_Excerpted text_:
Make change tangible
Stagnation is regression.
Organizational performance is in flux. To stay at the forefront in the future, successful companies must adapt and remain flexible. Digital transformation, the use of artificial intelligence, the introduction of agile working methods or the acceptance of the possibilities of "Future of Work" confront companies with new challenges that must be solved above all at the organizational level. From a strategic perspective, defining necessary changes and making them effective, while simultaneously giving the organization stability in motion, is a core discipline within a company in terms of organizational effectiveness.
Change management itself is changing.
Agile methods and viral change approaches broaden the range of proven methods. This raises new questions: How can you quickly establish a new working experience for frontline employees while at the same time leading change through line management? How do you successfully combine sound project planning with agile elements? How do you ensure stability and change at the same time? We believe in the smart combination of proven and new approaches. Can you handle the stretch?
Effective change is challenging. In our experience, the crucial building blocks for successful change include a well-thought out plan („Change Architecture“), business-oriented implementation („Embedded Change“),and the right degree of steering and monitoring the change process („Change Monitoring“).

_Check your understanding_:
(1) Decide whether each statement agrees with the change management text, answering yes or no and quoting the deciding words: (a) Agile methods and viral change approaches broaden the range of proven methods. (b) The text favors relying on new approaches alone. (c) "Change Monitoring" is named as one of the building blocks of successful change.
(2) Write a continuation of the change management text, picking up right after its final sentence.
The material placed after this point comes from a separate source, unrelated to the change management text.

_Stored data_:

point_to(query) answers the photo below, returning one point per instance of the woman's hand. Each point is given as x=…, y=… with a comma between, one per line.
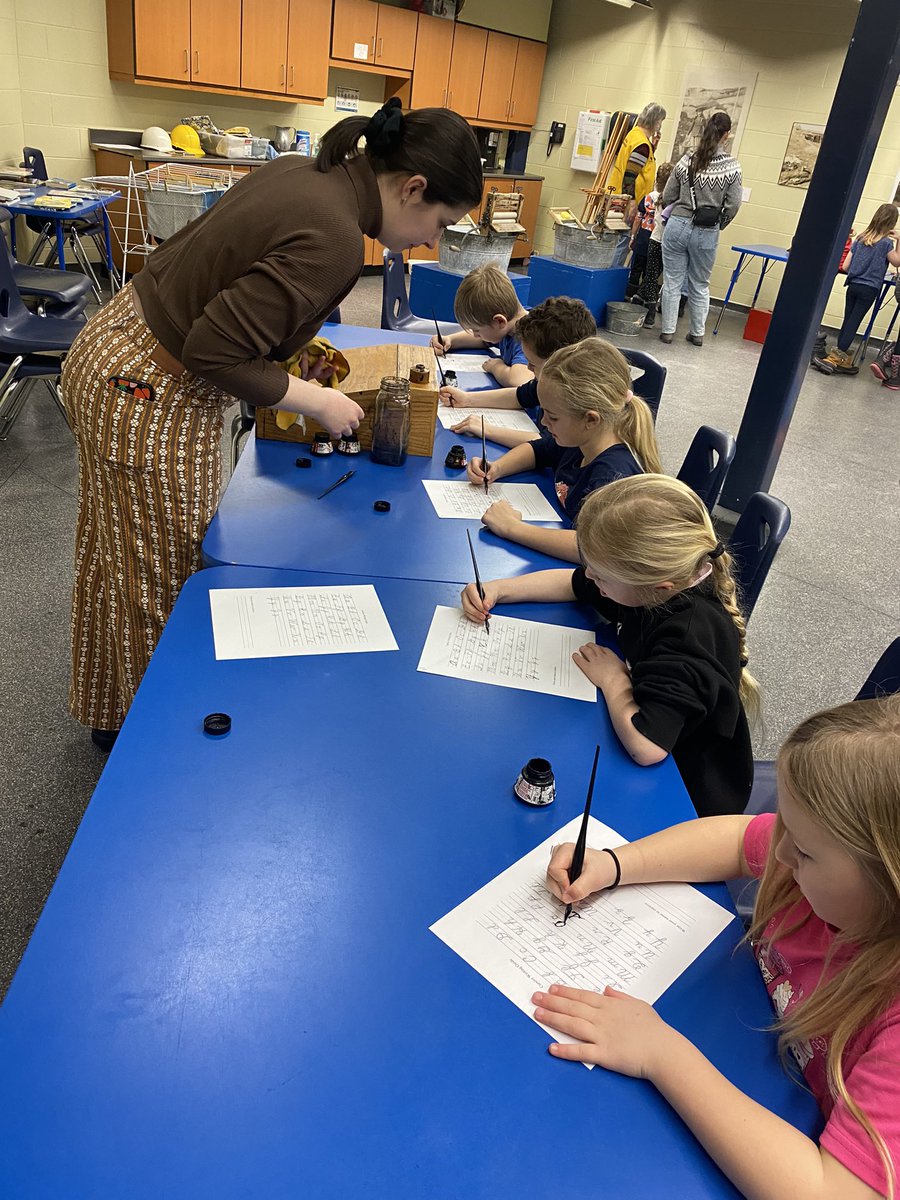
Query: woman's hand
x=600, y=665
x=598, y=873
x=502, y=519
x=336, y=412
x=615, y=1031
x=474, y=607
x=453, y=397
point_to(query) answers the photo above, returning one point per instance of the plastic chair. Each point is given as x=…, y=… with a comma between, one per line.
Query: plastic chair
x=760, y=531
x=649, y=384
x=707, y=462
x=244, y=420
x=31, y=347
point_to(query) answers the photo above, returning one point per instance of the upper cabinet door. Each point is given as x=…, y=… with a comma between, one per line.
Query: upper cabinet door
x=264, y=45
x=354, y=30
x=499, y=70
x=467, y=66
x=433, y=46
x=527, y=82
x=162, y=39
x=396, y=37
x=216, y=42
x=309, y=35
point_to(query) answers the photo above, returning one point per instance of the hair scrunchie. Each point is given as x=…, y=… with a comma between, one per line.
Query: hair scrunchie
x=384, y=131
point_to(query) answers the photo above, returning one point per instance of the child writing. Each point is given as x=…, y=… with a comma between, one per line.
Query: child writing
x=549, y=327
x=487, y=307
x=826, y=933
x=597, y=430
x=868, y=263
x=654, y=568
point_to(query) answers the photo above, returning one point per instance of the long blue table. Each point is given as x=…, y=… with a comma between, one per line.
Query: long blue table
x=270, y=516
x=233, y=990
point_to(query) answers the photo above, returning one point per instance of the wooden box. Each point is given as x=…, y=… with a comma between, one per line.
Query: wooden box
x=369, y=366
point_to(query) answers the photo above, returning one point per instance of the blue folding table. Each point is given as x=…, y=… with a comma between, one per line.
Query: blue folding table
x=233, y=990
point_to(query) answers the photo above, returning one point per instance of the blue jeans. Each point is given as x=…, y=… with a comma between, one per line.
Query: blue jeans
x=688, y=251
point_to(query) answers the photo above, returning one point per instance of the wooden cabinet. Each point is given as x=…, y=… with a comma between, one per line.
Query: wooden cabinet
x=372, y=34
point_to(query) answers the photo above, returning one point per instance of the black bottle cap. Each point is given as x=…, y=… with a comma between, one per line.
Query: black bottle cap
x=217, y=724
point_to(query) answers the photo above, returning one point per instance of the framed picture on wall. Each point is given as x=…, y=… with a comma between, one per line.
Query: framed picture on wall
x=801, y=155
x=705, y=91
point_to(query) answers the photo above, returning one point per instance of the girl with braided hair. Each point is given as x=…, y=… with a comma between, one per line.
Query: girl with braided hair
x=654, y=567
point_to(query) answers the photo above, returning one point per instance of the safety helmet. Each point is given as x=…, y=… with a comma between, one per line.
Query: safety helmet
x=156, y=138
x=186, y=138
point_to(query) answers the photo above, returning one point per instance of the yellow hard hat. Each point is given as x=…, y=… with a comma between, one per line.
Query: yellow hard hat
x=186, y=138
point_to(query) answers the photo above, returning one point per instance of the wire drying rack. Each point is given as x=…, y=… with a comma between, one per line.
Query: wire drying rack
x=160, y=202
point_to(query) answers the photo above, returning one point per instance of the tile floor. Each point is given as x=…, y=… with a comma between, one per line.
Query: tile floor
x=831, y=605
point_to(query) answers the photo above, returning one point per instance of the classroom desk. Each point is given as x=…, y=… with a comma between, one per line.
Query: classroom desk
x=233, y=991
x=769, y=255
x=270, y=516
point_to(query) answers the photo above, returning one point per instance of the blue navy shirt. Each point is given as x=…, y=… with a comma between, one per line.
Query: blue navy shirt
x=575, y=483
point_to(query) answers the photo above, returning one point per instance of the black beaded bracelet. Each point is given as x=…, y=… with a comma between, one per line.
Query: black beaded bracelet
x=615, y=857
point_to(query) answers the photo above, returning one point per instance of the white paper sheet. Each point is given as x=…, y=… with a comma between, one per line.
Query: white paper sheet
x=459, y=498
x=529, y=655
x=637, y=939
x=504, y=418
x=270, y=623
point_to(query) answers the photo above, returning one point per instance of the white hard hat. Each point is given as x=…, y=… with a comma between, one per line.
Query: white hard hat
x=156, y=138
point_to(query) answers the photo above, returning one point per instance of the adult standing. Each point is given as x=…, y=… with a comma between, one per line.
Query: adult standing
x=207, y=321
x=634, y=172
x=705, y=191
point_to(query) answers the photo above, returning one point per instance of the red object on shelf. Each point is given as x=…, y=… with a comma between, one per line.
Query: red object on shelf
x=757, y=324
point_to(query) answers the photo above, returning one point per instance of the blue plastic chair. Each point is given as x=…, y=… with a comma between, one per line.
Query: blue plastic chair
x=760, y=531
x=31, y=347
x=707, y=462
x=649, y=384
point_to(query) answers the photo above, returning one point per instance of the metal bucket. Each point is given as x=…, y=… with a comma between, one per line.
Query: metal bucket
x=462, y=252
x=574, y=245
x=623, y=317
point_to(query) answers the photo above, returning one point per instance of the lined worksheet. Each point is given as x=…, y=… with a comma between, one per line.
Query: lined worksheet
x=636, y=939
x=270, y=623
x=503, y=418
x=460, y=498
x=529, y=655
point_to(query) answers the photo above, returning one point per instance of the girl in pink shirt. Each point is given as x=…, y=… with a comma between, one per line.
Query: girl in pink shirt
x=826, y=933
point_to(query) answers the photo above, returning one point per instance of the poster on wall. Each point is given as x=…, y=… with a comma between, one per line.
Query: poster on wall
x=801, y=155
x=705, y=91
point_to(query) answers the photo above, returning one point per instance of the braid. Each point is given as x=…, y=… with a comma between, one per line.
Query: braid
x=727, y=593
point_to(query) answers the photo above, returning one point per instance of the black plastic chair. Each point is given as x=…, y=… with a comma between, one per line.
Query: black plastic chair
x=760, y=531
x=649, y=384
x=31, y=347
x=707, y=462
x=244, y=420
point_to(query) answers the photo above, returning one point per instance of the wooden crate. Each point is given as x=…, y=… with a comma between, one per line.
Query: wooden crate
x=369, y=366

_Outputs in order_:
(1)
(a) Yes: "Agile methods and viral change approaches broaden the range of proven methods."
(b) No: "We believe in the smart combination of proven and new approaches."
(c) Yes: "the right degree of steering and monitoring the change process („Change Monitoring“)"

(2)
- Change Architecture.
What are the building blocks of successful change?
Major changes are always a collective endeavor. However, strength alone is not enough. You also have to put the strengths of the organization into play in an intelligent and targeted manner. Without a well thought out change architecture, change processes never go beyond bare skeletal structure, or else have been built on sand.
In change architecture, communicating the reasoning behind and goals for changes is linked with concrete, tangible implementation steps in such a way that all levels of the organization are integrated. Therefore, both the classic leadership cascade as well as local open spaces for agile “speed boats” and pilots are used. The trick here is to quickly build a critical mass of supporters for the change as well as create a sense of irreversibility, thus strengthening the transformation through empowerment and incentives.
- Embedded Change.
How do I change the behavior of 100,000 employees?
Change projects can only influence day-to-day business when they are also integrated into it—in other words, they don’t function as a sort of parallel universe. After all, in the end, changing day-to-day business is exactly what it’s about. When we talk of embedded change, what we mean is changes which have been systematically integrated into relevant business issues.
We use a wide spectrum of different formats depending on the topic and requirement in question. These include classic piloting of new processes, creating open space for agile, cross-functional problem solving or a major parallel implementation of minor changes for a large number of employees. However, the starting point and goal of day-to-day business always applies to the managers and employees involved. This is done by testing new approaches and creating positive experiences with new behavior. For this, it is crucial to embed these formats into an overarching architecture of change, as well as managers who pull together.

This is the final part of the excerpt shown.